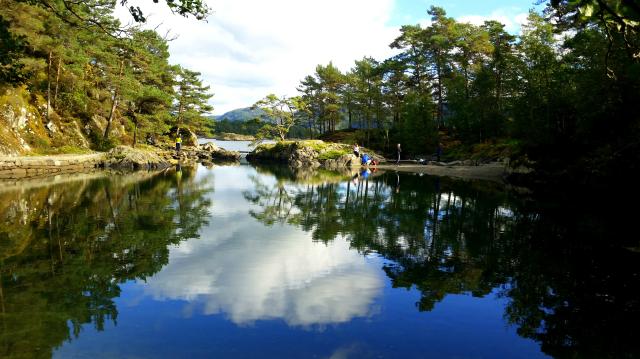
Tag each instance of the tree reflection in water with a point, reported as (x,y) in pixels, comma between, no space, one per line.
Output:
(66,248)
(570,285)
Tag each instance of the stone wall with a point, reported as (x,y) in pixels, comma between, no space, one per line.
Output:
(20,167)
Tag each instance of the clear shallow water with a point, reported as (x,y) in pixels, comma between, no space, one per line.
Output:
(261,262)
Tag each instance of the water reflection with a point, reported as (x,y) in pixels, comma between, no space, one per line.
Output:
(65,249)
(309,250)
(570,286)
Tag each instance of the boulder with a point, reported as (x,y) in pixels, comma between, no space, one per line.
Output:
(189,138)
(209,146)
(124,157)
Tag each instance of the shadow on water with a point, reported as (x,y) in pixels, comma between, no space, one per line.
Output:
(66,248)
(569,282)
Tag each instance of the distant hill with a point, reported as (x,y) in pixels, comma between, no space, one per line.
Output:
(240,114)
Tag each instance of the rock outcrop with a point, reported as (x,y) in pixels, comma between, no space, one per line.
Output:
(123,157)
(309,154)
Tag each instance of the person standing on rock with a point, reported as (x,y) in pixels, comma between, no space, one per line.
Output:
(178,144)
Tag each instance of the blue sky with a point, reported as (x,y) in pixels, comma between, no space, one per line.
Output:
(250,48)
(412,11)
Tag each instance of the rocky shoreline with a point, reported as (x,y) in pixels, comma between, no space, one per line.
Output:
(121,158)
(309,154)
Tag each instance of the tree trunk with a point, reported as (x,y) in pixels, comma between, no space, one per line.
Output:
(135,132)
(49,87)
(114,104)
(55,93)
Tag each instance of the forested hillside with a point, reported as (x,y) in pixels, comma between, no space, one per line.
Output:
(73,77)
(562,95)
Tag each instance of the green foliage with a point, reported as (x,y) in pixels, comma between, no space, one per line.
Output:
(191,106)
(565,89)
(281,114)
(82,67)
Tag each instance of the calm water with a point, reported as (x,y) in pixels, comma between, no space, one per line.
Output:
(251,262)
(244,146)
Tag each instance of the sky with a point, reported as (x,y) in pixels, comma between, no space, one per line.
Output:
(250,48)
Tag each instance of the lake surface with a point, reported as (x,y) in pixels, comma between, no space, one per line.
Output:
(244,146)
(246,262)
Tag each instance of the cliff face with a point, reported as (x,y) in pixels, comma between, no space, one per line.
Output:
(25,128)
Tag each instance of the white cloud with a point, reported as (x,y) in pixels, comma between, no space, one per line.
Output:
(249,48)
(512,18)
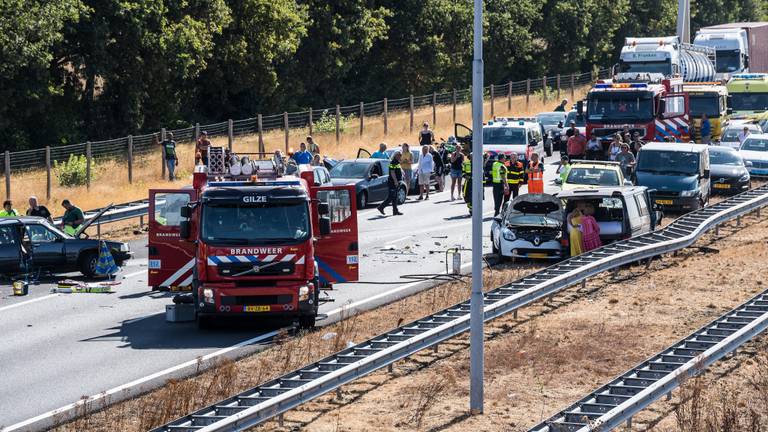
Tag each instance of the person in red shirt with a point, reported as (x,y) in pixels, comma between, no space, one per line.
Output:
(577,146)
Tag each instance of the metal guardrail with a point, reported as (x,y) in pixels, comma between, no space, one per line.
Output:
(279,395)
(616,402)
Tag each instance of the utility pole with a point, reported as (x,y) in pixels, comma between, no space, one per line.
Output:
(476,299)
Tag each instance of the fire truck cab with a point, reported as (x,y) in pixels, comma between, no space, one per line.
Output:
(650,104)
(260,245)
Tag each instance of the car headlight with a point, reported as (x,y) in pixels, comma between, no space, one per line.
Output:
(208,295)
(689,193)
(303,293)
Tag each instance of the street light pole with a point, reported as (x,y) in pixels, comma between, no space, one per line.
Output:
(476,299)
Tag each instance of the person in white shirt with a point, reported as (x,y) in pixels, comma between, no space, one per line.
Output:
(426,166)
(743,135)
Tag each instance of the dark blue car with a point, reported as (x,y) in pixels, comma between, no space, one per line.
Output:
(369,177)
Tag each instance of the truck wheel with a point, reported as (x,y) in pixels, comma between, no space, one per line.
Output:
(362,200)
(88,262)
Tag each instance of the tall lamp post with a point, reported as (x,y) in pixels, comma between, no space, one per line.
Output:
(476,299)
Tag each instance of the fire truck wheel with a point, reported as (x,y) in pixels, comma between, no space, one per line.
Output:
(88,262)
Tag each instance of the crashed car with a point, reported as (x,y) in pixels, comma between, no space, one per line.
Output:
(530,226)
(30,243)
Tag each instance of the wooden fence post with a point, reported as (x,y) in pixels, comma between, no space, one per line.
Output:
(454,105)
(410,108)
(310,121)
(527,92)
(573,87)
(130,159)
(7,174)
(47,172)
(492,98)
(230,134)
(88,165)
(162,151)
(386,126)
(261,133)
(434,109)
(338,123)
(287,130)
(362,115)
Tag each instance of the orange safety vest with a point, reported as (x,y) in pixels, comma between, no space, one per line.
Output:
(535,179)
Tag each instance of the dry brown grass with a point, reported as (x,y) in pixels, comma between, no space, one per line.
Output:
(110,178)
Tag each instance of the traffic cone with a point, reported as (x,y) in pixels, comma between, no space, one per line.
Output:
(106,265)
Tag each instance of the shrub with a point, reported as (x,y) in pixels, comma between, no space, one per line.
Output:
(72,172)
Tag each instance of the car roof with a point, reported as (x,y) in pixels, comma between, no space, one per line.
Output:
(600,191)
(677,147)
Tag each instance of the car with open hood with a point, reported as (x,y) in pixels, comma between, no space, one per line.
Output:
(530,226)
(30,244)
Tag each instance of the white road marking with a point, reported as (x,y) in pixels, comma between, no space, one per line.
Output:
(34,300)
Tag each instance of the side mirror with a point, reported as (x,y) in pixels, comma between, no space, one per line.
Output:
(325,225)
(184,229)
(323,209)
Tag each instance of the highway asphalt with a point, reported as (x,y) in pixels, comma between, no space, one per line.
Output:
(57,348)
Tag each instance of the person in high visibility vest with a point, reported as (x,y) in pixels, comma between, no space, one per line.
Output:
(499,181)
(515,174)
(8,210)
(535,173)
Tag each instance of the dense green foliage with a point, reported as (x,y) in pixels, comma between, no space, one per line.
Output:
(93,69)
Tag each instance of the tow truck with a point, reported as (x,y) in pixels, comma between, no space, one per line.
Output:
(647,103)
(262,245)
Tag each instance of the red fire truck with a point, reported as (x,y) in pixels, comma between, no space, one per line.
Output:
(650,104)
(260,245)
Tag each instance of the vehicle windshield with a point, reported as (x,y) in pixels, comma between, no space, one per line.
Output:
(668,162)
(705,104)
(504,135)
(755,144)
(593,177)
(749,101)
(350,170)
(549,119)
(662,67)
(573,116)
(724,158)
(255,224)
(728,61)
(521,219)
(621,106)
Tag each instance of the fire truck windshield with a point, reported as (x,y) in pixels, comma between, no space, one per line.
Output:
(607,107)
(235,223)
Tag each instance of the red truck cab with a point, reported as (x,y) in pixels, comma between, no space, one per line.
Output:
(261,247)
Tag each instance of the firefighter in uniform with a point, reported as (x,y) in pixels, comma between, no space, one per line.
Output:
(515,174)
(535,173)
(499,180)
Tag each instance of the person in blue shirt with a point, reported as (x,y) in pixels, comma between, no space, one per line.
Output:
(302,157)
(382,153)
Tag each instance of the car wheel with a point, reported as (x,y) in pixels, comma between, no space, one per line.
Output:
(362,200)
(401,195)
(88,263)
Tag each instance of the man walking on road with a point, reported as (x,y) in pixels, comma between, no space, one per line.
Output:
(426,166)
(169,151)
(393,182)
(499,182)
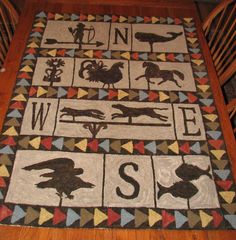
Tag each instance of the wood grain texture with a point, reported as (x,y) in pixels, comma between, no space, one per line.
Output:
(163,8)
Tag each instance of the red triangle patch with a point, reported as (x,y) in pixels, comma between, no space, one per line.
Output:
(210,109)
(177,21)
(47,142)
(185,148)
(61,52)
(9,141)
(225,184)
(140,147)
(217,218)
(17,105)
(2,182)
(32,91)
(82,17)
(93,145)
(58,216)
(202,81)
(192,98)
(135,56)
(171,57)
(166,218)
(112,217)
(216,143)
(147,19)
(191,34)
(114,18)
(24,75)
(38,29)
(31,51)
(112,94)
(4,212)
(72,92)
(51,16)
(98,54)
(196,56)
(152,96)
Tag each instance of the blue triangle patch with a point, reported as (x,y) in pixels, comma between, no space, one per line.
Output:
(22,82)
(169,20)
(126,217)
(41,14)
(1,196)
(231,219)
(107,18)
(18,214)
(142,95)
(151,147)
(223,174)
(214,134)
(200,74)
(182,97)
(180,57)
(206,102)
(29,57)
(61,92)
(107,54)
(6,150)
(102,93)
(15,113)
(194,50)
(72,216)
(71,52)
(105,145)
(196,148)
(36,34)
(58,143)
(190,29)
(74,17)
(143,56)
(139,19)
(180,219)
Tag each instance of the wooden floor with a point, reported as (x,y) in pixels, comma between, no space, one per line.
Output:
(172,8)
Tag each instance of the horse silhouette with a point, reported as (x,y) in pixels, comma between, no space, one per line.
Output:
(153,71)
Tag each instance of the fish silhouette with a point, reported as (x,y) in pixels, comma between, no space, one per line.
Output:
(63,178)
(180,189)
(188,172)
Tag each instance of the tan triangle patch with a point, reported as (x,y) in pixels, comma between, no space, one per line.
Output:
(205,218)
(3,171)
(218,153)
(44,216)
(128,146)
(99,217)
(153,217)
(11,132)
(228,196)
(82,145)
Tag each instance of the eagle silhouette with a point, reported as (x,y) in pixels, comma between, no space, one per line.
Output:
(63,177)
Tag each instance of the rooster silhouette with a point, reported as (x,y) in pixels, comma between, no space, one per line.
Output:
(64,177)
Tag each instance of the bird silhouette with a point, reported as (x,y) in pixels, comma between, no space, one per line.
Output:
(64,177)
(152,38)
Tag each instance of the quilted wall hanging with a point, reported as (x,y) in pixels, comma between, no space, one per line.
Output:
(112,124)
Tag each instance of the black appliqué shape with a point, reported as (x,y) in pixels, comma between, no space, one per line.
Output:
(98,72)
(78,36)
(53,72)
(180,189)
(131,112)
(93,113)
(153,71)
(188,172)
(152,38)
(63,178)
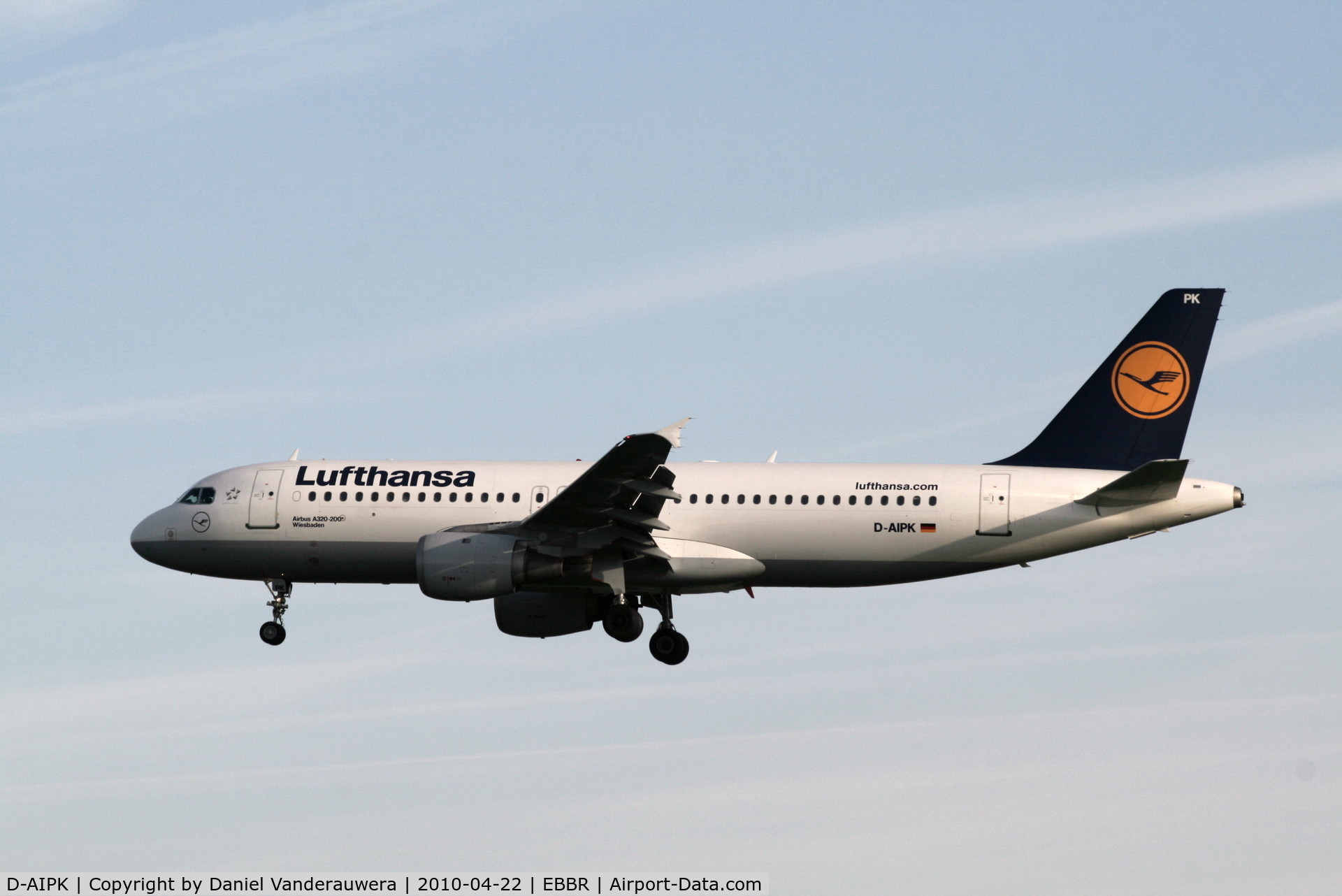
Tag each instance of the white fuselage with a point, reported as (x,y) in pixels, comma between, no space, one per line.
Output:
(808,525)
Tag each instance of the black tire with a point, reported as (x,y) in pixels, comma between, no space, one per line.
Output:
(669,646)
(623,623)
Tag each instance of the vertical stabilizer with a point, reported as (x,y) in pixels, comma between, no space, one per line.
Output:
(1137,405)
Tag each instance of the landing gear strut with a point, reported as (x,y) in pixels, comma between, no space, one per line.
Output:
(668,646)
(273,632)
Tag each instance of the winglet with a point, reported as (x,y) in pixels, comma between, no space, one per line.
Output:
(672,432)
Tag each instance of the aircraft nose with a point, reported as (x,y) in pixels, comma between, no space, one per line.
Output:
(144,533)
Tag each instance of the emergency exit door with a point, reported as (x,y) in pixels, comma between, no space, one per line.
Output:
(995,505)
(264,509)
(540,494)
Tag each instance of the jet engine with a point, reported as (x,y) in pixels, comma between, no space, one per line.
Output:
(469,566)
(540,614)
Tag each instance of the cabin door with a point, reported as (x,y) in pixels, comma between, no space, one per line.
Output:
(264,509)
(540,494)
(995,505)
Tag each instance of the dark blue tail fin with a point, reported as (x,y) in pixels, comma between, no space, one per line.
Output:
(1136,407)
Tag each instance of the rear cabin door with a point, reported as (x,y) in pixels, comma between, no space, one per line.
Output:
(264,510)
(540,494)
(995,505)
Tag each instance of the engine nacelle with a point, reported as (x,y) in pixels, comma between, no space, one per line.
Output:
(540,614)
(469,566)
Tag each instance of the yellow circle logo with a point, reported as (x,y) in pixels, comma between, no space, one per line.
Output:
(1150,380)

◇ ◇ ◇ ◇ ◇

GOAL
Only the lines from the one containing "Tag each instance of the aircraft" to the end of the listing belong in the output, each reproduced exactly.

OUTPUT FOR THIS EXERCISE
Tag each instance of the aircraft nose with a point, reported as (x,y) in pixels, comma between, no space, one per line.
Output:
(144,533)
Tag each instance of the emergency exit door with a point, reported as (x,y) in pixels, comma between, no space, one per line.
Output:
(995,505)
(264,509)
(540,494)
Tag each instance of the jet engine with a point, reported as (x,y) in pixels, comma between, no space, one per line.
Output:
(469,566)
(540,614)
Tag each instance of the cabin door with a point, reported as (x,y) in pixels, comma between, no space, one per line.
Output:
(264,509)
(540,494)
(995,505)
Tag each instance of the dark blue tail fin with a point, reported as (x,y) in pixels, comma between, no space, one per line.
Output:
(1136,407)
Tag each instance of the rear cabin door with a point, reported as (x,y) in pixels, comma between, no space, one per line.
Output:
(264,510)
(540,494)
(995,505)
Tag each instance of the engine nacelle with a point, reported as (x,y) in pixels, comma between, no space, one per line.
Output:
(540,614)
(469,566)
Tag each instance of the yellow circle logo with a point, reported as (x,y) in pixels, comma between, no space, one per line.
Output:
(1150,380)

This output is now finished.